## What you have to do
Please answer from the Gmail scams article below: which country's users were the third most frequently targeted, and what share of attacks did they receive?

## Source passage
------------------------

42% of Gmail scams targeted American users, Google finds
Who you are, where you are and how you experience online life are all major factors in whether you’re targeted for phishing and malware campaigns on Gmail, a joint Stanford University-Google study concluded.
The examination of 1.2 billion email-based phishing and malware attacks against Gmail users found that the risk of getting hit correlated at least in some significant measure to age, country, frequency of Gmail usage and past breach exposure.
Users in the U.S. were most frequently targeted, attracting 42% of the attacks that researchers tracked. U.K. users were the subject of 10% of attacks, while people in Japan came in third, with 5%.
Higher age groups also encountered higher odds of being targeted. For instance, the 55 to 64 age group was 1.64 times more likely to experience an attack compared to 18- to 24-year-olds.
Google publicized the study Tuesday, saying it teamed with Stanford researchers on in order to learn about how to better protect its most high-risk users.
“Our results represent a first step towards empirically identifying at-risk user populations and the promise of tailoring protections to those users that need it most,” the study reads. “We hope that future work will build on these insights to add a richer understanding of which factors influence risk, as well as to establish a minimum threshold for who needs high-friction protections.”
Beyond the details about whom hackers targeted, Google also said it learned more about attackers’ tendencies and those of botnets — infected armies of computers used in a variety of attacks. Their campaigns tend to be short, just one to three days. But they’re “fast-churning” and tend to be small in scale, with each email template going out to 100-1,000 targets on average and getting a lot of work done in a given week: 100 million phishing and malware emails in aggregate.
The highest-risk countries by average weekly likelihood of attack were clustered in Europe and Africa, even if most of the total volume of attacks still took aim at the U.S. The high volume of attacks on the U.S. and other English-speaking nations likely explained why attackers tended to use the same English email template across nations, although sometimes they regionalized them, such as in the case of Japan, where 78% of attacks occurred in the Japanese language.
The biggest factors appeared to be whether someone had been a victim in other breaches or whether they were frequent Gmail users, making the average odds of suffering an attack more than five times higher.
Other factors played smaller roles, such as users relying only on a mobile phone or personal computer facing lower risk of attack than multi-device users.

------------------------

## Record set
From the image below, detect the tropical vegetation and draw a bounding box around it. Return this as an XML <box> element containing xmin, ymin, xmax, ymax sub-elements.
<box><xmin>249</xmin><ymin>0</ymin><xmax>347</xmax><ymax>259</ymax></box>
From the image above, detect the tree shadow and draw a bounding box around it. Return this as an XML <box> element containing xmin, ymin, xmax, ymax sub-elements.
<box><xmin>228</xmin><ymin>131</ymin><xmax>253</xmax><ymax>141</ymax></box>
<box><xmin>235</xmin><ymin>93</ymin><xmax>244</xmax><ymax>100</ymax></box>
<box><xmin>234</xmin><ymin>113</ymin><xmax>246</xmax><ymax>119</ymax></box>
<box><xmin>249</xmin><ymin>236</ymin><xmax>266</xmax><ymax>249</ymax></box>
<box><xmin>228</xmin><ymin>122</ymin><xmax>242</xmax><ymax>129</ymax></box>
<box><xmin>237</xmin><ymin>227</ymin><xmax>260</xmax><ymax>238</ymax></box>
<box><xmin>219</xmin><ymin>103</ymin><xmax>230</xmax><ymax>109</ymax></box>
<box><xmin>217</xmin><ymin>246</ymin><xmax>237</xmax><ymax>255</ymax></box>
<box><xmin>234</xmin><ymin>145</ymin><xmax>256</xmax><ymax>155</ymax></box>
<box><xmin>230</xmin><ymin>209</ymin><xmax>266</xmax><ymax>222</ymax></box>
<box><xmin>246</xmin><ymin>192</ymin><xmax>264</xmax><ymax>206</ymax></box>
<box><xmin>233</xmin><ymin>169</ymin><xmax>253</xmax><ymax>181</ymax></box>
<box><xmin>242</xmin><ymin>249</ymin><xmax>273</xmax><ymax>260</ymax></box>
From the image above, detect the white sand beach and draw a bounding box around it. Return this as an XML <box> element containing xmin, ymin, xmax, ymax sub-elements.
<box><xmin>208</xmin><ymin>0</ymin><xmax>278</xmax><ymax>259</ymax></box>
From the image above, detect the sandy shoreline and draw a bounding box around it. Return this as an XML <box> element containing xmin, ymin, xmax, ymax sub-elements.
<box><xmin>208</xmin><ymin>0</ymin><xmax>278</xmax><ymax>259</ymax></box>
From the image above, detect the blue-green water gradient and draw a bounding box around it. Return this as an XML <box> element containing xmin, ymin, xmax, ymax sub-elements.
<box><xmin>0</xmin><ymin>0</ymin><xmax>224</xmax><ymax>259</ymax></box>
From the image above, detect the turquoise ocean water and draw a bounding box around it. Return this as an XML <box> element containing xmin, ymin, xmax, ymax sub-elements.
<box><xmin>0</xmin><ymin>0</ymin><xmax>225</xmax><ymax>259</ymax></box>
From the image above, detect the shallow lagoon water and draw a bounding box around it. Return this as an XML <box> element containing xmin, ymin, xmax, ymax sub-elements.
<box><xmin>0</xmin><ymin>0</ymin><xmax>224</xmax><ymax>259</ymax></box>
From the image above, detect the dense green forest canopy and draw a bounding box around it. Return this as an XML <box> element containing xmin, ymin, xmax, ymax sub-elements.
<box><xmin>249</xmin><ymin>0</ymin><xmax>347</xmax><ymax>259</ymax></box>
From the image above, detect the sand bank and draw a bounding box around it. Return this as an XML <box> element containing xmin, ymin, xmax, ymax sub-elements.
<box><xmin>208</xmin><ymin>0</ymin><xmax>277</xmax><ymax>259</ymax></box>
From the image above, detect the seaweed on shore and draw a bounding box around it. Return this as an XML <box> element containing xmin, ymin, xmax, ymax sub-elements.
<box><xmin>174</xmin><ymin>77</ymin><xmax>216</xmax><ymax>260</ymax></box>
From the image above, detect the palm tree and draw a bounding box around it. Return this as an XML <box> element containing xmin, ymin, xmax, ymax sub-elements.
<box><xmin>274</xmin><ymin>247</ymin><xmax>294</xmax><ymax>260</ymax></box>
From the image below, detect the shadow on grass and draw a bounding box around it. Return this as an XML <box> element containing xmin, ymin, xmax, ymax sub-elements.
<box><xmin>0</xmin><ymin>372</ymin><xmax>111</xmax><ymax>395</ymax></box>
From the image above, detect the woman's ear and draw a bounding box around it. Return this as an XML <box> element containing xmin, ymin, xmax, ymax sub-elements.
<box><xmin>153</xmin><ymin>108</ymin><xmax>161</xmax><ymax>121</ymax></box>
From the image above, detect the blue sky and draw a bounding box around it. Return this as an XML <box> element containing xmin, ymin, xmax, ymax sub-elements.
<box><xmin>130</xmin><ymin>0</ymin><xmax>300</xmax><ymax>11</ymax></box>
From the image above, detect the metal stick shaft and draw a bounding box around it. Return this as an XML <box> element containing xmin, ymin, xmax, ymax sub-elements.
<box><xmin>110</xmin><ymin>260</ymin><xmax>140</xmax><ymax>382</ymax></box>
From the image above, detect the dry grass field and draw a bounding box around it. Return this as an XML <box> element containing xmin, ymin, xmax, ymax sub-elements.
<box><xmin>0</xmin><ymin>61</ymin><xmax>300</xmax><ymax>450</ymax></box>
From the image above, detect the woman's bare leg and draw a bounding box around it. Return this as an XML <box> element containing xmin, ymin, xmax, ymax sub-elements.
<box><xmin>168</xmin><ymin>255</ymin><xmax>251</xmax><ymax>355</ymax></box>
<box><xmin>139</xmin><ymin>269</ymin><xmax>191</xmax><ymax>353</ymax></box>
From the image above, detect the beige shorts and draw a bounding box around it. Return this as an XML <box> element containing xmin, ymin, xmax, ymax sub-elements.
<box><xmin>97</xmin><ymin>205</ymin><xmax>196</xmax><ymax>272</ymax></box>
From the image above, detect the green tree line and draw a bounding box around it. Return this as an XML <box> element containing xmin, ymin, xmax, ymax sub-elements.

------------------------

## Your response
Japan, with 5% of attacks.